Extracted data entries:
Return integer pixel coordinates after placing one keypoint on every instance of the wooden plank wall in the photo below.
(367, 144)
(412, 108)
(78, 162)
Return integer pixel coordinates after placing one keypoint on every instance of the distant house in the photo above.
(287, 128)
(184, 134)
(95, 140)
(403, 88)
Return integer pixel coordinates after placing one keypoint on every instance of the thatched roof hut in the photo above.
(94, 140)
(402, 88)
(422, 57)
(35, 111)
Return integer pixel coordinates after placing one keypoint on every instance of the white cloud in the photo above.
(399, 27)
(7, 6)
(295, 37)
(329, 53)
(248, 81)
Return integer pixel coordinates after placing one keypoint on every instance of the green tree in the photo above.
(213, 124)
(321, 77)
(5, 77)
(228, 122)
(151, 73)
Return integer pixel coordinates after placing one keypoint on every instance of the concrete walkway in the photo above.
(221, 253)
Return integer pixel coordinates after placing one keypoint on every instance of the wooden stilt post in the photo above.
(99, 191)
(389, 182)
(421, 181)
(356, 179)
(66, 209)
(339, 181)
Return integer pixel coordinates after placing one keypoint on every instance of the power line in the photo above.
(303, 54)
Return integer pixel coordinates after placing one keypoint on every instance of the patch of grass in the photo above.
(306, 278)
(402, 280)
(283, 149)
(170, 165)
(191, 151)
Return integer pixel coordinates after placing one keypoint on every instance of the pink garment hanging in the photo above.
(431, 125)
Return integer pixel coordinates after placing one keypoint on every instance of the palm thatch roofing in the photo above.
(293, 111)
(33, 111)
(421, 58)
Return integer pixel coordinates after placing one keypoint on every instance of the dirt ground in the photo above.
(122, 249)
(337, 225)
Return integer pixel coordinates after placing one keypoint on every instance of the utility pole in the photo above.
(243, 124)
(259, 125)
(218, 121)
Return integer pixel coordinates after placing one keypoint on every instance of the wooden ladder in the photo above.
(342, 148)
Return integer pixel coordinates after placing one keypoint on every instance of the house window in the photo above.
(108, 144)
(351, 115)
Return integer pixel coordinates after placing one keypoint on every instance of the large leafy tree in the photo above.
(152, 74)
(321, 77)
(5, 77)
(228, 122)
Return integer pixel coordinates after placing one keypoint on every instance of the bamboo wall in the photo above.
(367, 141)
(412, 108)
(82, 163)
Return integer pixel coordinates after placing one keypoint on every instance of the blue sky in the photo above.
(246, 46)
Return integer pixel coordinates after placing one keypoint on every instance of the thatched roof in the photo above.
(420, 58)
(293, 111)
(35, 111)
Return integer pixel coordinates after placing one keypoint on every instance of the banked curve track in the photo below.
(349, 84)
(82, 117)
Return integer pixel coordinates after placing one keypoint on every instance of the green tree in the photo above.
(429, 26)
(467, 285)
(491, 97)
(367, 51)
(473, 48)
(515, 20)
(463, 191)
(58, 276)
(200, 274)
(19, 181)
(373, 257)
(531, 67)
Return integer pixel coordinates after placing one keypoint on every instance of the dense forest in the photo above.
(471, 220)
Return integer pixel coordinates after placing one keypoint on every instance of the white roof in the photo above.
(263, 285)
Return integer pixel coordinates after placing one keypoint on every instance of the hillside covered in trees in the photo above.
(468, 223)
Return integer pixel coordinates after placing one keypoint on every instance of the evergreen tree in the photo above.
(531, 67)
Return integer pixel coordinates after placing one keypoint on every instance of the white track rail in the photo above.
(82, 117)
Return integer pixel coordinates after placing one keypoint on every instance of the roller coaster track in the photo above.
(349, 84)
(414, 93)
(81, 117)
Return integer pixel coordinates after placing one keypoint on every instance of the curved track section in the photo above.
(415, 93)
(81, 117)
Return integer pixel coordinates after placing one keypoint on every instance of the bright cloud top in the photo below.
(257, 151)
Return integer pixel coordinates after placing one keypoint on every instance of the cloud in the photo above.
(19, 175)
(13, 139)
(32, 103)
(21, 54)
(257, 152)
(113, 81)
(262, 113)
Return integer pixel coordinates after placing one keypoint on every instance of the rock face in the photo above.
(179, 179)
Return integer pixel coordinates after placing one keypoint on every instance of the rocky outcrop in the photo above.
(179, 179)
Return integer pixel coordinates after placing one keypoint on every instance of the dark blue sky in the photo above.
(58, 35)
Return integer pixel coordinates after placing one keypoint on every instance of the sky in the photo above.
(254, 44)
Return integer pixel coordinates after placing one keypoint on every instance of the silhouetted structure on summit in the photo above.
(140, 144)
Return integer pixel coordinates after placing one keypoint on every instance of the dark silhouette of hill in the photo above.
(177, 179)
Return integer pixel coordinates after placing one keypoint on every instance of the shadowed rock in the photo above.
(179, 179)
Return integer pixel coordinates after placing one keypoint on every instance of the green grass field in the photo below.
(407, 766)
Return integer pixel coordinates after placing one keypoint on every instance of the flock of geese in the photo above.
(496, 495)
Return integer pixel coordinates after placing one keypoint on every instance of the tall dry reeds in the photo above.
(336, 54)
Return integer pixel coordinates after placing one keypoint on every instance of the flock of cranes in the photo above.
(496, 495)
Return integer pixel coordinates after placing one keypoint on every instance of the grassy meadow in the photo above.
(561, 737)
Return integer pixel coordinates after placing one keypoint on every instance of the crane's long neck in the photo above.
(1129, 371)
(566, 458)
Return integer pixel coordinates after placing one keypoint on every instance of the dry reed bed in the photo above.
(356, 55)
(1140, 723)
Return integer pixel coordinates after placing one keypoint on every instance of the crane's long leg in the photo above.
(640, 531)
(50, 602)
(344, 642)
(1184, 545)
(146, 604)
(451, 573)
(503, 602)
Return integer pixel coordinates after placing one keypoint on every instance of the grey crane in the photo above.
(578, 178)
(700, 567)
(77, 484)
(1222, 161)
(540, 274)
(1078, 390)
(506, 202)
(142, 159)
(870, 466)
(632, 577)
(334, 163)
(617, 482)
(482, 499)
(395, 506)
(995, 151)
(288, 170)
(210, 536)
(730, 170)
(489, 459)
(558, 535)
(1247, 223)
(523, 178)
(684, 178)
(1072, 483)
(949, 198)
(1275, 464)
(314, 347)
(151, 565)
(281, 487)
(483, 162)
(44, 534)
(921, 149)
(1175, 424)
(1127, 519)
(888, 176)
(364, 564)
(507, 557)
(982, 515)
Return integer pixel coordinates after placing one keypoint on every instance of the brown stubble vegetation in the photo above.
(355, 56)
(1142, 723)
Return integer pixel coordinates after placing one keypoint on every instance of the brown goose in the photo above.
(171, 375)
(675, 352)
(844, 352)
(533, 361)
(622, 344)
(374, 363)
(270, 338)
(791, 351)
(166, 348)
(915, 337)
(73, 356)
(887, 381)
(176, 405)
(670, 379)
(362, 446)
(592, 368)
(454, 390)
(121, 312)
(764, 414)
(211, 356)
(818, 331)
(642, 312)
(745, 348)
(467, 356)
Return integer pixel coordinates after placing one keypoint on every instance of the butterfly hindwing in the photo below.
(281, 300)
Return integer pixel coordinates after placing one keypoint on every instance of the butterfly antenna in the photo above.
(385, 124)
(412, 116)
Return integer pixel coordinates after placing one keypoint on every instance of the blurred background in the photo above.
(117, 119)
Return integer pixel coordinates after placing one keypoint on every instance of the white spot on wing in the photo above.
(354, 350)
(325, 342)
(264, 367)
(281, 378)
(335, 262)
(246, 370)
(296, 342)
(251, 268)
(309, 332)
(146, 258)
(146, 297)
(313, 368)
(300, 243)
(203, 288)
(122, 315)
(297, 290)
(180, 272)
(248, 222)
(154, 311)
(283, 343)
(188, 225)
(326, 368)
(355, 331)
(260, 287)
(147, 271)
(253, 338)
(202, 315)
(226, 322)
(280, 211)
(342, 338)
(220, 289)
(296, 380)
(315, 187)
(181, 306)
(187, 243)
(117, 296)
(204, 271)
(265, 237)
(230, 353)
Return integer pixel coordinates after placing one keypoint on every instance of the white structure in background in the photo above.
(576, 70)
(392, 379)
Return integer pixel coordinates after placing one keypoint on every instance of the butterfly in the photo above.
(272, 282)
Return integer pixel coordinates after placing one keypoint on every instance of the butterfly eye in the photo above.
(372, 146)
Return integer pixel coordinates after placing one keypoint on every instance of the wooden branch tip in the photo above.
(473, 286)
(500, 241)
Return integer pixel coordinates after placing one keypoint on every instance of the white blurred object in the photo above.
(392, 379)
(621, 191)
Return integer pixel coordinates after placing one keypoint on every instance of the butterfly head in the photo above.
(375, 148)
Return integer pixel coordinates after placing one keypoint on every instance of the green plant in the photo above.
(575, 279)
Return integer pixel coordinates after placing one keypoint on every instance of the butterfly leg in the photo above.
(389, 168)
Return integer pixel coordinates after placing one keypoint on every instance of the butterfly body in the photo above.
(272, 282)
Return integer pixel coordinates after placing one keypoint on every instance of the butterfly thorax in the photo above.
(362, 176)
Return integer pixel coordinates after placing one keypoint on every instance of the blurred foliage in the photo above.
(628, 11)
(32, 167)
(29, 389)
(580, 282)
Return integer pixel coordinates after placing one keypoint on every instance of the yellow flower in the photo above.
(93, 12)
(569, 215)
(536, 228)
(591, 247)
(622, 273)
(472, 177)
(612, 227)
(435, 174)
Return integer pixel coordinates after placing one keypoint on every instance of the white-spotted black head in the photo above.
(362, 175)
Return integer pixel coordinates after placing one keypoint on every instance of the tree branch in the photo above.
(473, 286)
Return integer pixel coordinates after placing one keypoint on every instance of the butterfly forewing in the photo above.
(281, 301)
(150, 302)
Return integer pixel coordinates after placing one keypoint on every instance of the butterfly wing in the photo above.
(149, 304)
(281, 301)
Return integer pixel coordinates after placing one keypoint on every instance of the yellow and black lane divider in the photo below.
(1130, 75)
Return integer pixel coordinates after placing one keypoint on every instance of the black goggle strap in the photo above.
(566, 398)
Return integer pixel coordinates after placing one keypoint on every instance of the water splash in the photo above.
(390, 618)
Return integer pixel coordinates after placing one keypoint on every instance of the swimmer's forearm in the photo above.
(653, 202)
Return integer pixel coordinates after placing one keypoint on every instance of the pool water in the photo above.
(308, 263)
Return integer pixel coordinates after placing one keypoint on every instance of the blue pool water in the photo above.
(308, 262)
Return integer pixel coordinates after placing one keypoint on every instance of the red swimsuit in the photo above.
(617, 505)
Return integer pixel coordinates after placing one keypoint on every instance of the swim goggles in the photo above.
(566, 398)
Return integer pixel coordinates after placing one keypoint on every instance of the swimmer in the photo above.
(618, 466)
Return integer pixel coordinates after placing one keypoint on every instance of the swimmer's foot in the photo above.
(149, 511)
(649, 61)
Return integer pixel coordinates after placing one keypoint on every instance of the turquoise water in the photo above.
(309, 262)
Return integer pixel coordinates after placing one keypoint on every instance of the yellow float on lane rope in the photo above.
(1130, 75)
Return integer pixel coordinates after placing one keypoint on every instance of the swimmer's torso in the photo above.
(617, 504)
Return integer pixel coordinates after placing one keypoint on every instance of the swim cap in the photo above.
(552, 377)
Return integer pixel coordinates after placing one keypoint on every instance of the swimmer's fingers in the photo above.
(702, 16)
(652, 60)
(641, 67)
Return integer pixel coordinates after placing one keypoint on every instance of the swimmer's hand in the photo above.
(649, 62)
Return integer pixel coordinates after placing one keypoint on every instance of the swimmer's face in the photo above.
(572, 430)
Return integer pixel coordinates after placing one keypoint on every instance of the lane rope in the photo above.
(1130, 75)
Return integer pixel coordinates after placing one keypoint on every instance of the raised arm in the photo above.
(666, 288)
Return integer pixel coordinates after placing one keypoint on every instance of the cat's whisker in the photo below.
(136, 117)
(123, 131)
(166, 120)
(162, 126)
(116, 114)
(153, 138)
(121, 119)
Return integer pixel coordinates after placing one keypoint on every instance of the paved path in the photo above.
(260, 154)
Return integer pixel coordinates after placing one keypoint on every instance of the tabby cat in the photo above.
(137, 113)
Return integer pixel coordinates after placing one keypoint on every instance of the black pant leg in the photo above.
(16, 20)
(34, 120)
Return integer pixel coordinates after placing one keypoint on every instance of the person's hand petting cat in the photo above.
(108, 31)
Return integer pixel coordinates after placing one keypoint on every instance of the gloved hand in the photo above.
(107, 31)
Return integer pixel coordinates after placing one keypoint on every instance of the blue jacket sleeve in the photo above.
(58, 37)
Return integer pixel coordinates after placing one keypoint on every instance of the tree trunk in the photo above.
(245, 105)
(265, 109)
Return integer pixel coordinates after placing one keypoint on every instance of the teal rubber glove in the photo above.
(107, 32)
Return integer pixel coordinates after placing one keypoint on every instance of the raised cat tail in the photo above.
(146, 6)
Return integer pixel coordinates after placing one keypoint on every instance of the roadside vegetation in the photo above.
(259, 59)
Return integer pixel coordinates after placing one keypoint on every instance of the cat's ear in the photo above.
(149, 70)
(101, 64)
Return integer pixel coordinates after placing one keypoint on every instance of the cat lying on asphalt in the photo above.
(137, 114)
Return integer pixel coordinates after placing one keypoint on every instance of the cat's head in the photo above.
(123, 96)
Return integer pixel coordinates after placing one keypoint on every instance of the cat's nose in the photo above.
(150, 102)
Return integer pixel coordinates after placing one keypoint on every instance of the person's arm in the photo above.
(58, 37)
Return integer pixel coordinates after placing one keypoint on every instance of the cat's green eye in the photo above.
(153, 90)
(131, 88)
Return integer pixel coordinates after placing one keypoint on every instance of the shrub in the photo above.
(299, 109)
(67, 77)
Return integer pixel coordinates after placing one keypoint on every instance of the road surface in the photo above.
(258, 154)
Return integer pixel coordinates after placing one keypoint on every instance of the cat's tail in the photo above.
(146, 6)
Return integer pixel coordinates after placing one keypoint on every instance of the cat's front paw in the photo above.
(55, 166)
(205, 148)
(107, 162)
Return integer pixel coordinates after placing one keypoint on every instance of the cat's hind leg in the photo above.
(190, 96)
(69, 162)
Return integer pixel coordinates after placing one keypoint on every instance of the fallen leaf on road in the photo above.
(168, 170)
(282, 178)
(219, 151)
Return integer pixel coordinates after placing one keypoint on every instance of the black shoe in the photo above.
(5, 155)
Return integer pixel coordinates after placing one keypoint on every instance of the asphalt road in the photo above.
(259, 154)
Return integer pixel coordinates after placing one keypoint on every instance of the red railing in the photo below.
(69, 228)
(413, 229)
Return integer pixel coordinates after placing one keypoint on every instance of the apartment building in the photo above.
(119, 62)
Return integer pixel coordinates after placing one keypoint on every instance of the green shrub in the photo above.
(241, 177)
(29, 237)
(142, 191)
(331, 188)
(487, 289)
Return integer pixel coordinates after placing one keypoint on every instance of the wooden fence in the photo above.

AIM OF THE TASK: Write out, exactly as they appear, the lines from the one containing "building in the photo above." through the last line of the records above, both included, and nothing more.

RESULT:
Return integer pixel coordinates after placing one keypoint on every instance of the apartment building in the photo above.
(119, 62)
Return integer pixel coordinates after placing one keypoint on every instance of the green shrub in the photo above.
(241, 177)
(29, 237)
(142, 191)
(331, 188)
(487, 289)
Return integer pixel coordinates after placing one keypoint on every instance of the wooden fence in the photo above.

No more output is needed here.